* START DATA *

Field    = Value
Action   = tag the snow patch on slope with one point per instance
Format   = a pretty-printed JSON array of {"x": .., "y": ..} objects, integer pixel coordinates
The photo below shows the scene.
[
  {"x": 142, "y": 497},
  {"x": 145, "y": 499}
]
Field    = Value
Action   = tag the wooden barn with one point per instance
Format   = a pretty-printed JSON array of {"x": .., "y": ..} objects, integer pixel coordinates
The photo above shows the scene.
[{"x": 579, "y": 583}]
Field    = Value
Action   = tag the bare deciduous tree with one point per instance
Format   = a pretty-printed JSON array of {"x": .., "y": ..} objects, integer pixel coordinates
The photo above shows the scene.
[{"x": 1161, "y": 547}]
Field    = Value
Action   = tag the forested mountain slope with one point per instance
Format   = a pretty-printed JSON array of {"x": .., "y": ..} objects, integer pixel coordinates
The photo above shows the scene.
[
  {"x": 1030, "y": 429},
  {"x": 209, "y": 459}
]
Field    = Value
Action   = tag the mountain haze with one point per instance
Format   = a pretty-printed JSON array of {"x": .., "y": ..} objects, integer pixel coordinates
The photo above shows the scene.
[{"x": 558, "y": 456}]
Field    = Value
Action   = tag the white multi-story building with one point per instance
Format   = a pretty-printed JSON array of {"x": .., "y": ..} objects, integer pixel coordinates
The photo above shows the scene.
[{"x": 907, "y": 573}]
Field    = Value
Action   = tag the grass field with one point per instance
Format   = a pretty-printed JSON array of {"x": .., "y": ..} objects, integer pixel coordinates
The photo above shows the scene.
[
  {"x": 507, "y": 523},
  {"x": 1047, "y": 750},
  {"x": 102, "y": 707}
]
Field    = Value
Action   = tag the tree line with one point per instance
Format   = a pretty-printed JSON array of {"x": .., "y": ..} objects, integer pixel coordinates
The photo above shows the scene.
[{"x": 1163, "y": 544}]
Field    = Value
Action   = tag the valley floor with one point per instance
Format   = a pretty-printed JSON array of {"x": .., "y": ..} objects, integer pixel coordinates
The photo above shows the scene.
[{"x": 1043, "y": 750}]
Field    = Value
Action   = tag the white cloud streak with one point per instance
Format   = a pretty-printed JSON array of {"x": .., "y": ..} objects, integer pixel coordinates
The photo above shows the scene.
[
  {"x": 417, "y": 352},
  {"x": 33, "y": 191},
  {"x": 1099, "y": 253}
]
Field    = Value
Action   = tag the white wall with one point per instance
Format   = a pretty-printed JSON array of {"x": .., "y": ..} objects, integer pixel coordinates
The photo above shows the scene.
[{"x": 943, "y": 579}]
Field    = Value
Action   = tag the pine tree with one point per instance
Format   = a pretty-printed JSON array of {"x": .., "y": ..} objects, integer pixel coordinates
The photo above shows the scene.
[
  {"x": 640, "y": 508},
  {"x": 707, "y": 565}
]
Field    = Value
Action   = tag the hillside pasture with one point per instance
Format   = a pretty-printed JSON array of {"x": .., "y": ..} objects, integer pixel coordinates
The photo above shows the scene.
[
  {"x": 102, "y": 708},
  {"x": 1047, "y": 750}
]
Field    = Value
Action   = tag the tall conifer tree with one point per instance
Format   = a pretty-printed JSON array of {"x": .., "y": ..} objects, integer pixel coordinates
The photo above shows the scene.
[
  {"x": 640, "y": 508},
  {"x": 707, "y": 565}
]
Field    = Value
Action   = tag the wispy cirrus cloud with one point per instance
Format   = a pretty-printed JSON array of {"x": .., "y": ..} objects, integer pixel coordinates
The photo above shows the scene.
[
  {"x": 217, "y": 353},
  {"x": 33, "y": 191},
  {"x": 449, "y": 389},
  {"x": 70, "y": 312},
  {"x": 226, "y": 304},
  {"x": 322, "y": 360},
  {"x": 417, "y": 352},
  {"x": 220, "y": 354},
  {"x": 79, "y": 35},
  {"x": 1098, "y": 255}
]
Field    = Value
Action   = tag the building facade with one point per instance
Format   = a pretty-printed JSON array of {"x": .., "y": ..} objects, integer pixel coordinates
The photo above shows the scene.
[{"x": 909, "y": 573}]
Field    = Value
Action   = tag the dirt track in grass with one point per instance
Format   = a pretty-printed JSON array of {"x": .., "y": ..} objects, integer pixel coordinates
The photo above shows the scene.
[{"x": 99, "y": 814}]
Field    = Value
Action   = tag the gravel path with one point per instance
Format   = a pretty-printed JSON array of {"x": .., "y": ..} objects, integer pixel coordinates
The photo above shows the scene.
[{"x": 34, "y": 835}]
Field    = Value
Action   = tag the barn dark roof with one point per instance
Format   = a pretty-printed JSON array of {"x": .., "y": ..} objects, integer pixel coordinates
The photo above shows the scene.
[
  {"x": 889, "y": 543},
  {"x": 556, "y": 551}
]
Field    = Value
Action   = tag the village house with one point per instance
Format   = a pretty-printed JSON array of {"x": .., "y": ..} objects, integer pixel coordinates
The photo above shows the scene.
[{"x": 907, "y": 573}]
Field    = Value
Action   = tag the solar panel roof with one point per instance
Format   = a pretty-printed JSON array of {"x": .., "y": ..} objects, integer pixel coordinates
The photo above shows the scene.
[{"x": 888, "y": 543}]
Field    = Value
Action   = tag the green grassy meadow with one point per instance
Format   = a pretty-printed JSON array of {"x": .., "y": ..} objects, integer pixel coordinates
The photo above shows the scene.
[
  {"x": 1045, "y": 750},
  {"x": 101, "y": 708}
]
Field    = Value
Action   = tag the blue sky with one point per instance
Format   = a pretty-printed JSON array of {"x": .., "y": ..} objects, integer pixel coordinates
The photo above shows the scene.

* END DATA *

### TASK TO COMPLETE
Output each entry precisely as given.

### FULL ANSWER
Field    = Value
Action   = tag the snow patch on slope with one point per instance
Format   = a pretty-printed JSON array of {"x": .., "y": ..} objects, integer pixel coordinates
The photo below shows the scene.
[
  {"x": 142, "y": 497},
  {"x": 145, "y": 499}
]
Field    = Value
Action   = tag the wooden barn with one point per instance
Format   = a pretty-printed JSON array of {"x": .., "y": ..} objects, integer pixel coordinates
The photo above shows the scene.
[{"x": 579, "y": 583}]
Field    = Value
Action   = tag the bare deciduous tree with one point per instance
Format   = a pretty-printed JSON array of {"x": .., "y": ..} objects, integer pixel coordinates
The photo above shows the scene.
[{"x": 1161, "y": 547}]
Field    = Value
Action   = tag the forested mountain slope with one point per instance
Format   = a pretty-printed JSON array of {"x": .., "y": ..} objects, integer pixel coordinates
The photo above shows the scene.
[
  {"x": 1030, "y": 429},
  {"x": 209, "y": 459}
]
Field    = Value
Action   = tag the mountain haze with one point per instance
Format   = a pretty-printed JSON array of {"x": .., "y": ..} objects, integer pixel coordinates
The photo above shows the scene.
[{"x": 558, "y": 456}]
Field    = Value
Action   = tag the white multi-story building with one point per instance
Format   = a pretty-printed JSON array of {"x": .., "y": ..} objects, integer pixel coordinates
The photo above shows the scene.
[{"x": 907, "y": 573}]
Field    = Value
Action   = tag the grass field with one point per instance
Format   = a pretty-printed JSON array of {"x": .., "y": ..} objects, integer pixel coordinates
The photo above shows the scene.
[
  {"x": 507, "y": 523},
  {"x": 1047, "y": 750},
  {"x": 102, "y": 707}
]
Field    = Value
Action   = tag the tree line with one point per instance
Format   = a pretty-printed JSON array of {"x": .., "y": ..} objects, integer pixel coordinates
The photo above shows the scene.
[{"x": 1163, "y": 544}]
Field    = Value
Action   = tag the valley floor with one point per instance
Format   = a pretty-printed JSON array of {"x": .., "y": ..} objects, integer pixel coordinates
The photo above shows the scene.
[{"x": 1043, "y": 750}]
Field    = Value
Action   = tag the white cloud streak with one point per instance
Format   = a pretty-printed JSON array of {"x": .., "y": ..} objects, integer pixel coordinates
The photo above shows the scene.
[
  {"x": 417, "y": 352},
  {"x": 33, "y": 191},
  {"x": 1099, "y": 253}
]
Field    = Value
Action   = tag the white wall with one point per instance
Format   = a pretty-printed JSON array of {"x": .., "y": ..} objects, integer pixel coordinates
The photo above shows the scene.
[{"x": 943, "y": 579}]
Field    = Value
Action   = tag the pine tree with one point per instance
Format   = a pretty-printed JSON array of {"x": .., "y": ..} objects, integer pixel coordinates
The photo above shows the scene.
[
  {"x": 640, "y": 508},
  {"x": 707, "y": 565}
]
Field    = Value
Action   = tag the hillside pasture with one point per instance
Format   = a pretty-printed JSON array of {"x": .., "y": ..} objects, integer pixel coordinates
The photo above shows the scene.
[
  {"x": 102, "y": 708},
  {"x": 1047, "y": 750}
]
Field    = Value
Action   = tag the tall conifer tree with one point per instance
Format   = a pretty-printed JSON array of {"x": .., "y": ..} objects, integer pixel coordinates
The photo above shows the scene.
[
  {"x": 640, "y": 508},
  {"x": 707, "y": 565}
]
Field    = Value
Action   = tag the wispy cirrus cloud with one point per instance
Format   = a pretty-printed JSON array of {"x": .., "y": ..} objects, integer pixel coordinates
The photo above shows the scene.
[
  {"x": 217, "y": 353},
  {"x": 33, "y": 191},
  {"x": 449, "y": 389},
  {"x": 70, "y": 312},
  {"x": 226, "y": 304},
  {"x": 322, "y": 360},
  {"x": 417, "y": 352},
  {"x": 220, "y": 354},
  {"x": 79, "y": 35},
  {"x": 1098, "y": 255}
]
Field    = Value
Action   = tag the building facade with one point per instance
Format   = a pretty-printed JSON array of {"x": .., "y": ..} objects, integer pixel coordinates
The photo above shows the scene.
[{"x": 909, "y": 573}]
Field    = Value
Action   = tag the dirt track in grass with one point per instance
Format   = a pretty-printed JSON array of {"x": .., "y": ..} objects, integer pixel coordinates
The photo above shows the scene.
[{"x": 99, "y": 814}]
Field    = Value
Action   = tag the gravel path with one point per instance
Format   = a pretty-printed JSON array of {"x": .., "y": ..} objects, integer pixel coordinates
The photo above shows the scene.
[{"x": 34, "y": 835}]
Field    = Value
Action   = tag the barn dark roof with one point per instance
Format   = a pretty-printed JSON array of {"x": .., "y": ..} objects, integer pixel coordinates
The photo above shows the scene.
[
  {"x": 889, "y": 543},
  {"x": 556, "y": 551}
]
Field    = Value
Action   = tag the village house with one point per instance
Format   = a pretty-printed JSON array of {"x": .., "y": ..} objects, integer pixel coordinates
The photo above shows the scene.
[{"x": 907, "y": 573}]
Field    = Value
Action   = tag the solar panel roof with one point per instance
Format   = a pretty-printed JSON array of {"x": .., "y": ..} objects, integer pixel coordinates
The photo above shows the scene.
[{"x": 888, "y": 543}]
Field    = Value
Action   = tag the green grassy meadow with one point per instance
Format   = a pretty-printed JSON array of {"x": .., "y": ..} objects, integer pixel coordinates
The photo above shows the scene.
[
  {"x": 1045, "y": 750},
  {"x": 101, "y": 708}
]
Field    = Value
Action   = tag the blue sky with one point per instance
Format   = a pretty-printed JSON array of {"x": .., "y": ..} objects, integer pixel coordinates
The photo above shows the scene.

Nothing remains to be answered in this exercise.